- YOUR GOAL:
Hunt through the entries for the word "water" and copy each line in which it appears.

..............................

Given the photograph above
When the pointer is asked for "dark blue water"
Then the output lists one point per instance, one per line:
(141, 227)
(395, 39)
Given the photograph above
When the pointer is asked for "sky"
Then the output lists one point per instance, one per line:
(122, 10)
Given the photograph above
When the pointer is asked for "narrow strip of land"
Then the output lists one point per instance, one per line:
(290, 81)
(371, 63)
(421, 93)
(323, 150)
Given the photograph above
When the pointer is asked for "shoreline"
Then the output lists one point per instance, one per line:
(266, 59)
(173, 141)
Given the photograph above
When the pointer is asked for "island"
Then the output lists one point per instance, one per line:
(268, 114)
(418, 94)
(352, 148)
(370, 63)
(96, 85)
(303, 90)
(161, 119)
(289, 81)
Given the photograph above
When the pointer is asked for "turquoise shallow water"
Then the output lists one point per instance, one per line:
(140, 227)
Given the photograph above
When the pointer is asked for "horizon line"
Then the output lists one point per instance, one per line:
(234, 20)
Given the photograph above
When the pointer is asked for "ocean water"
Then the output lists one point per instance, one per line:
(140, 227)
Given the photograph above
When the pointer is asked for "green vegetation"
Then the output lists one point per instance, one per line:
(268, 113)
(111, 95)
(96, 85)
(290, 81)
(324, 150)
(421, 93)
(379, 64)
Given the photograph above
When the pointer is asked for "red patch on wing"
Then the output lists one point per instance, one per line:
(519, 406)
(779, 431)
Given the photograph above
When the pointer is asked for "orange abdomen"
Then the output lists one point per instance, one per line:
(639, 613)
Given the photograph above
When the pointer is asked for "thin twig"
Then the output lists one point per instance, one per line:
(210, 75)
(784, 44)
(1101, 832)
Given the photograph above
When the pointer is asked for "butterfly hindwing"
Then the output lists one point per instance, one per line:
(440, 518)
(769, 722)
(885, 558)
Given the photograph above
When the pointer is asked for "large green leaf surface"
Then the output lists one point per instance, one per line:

..............................

- TASK RESULT:
When the pointer is asked for "dark blue water"
When the pointer is asked for "turquoise shallow water"
When the pointer is asked for "ocean water"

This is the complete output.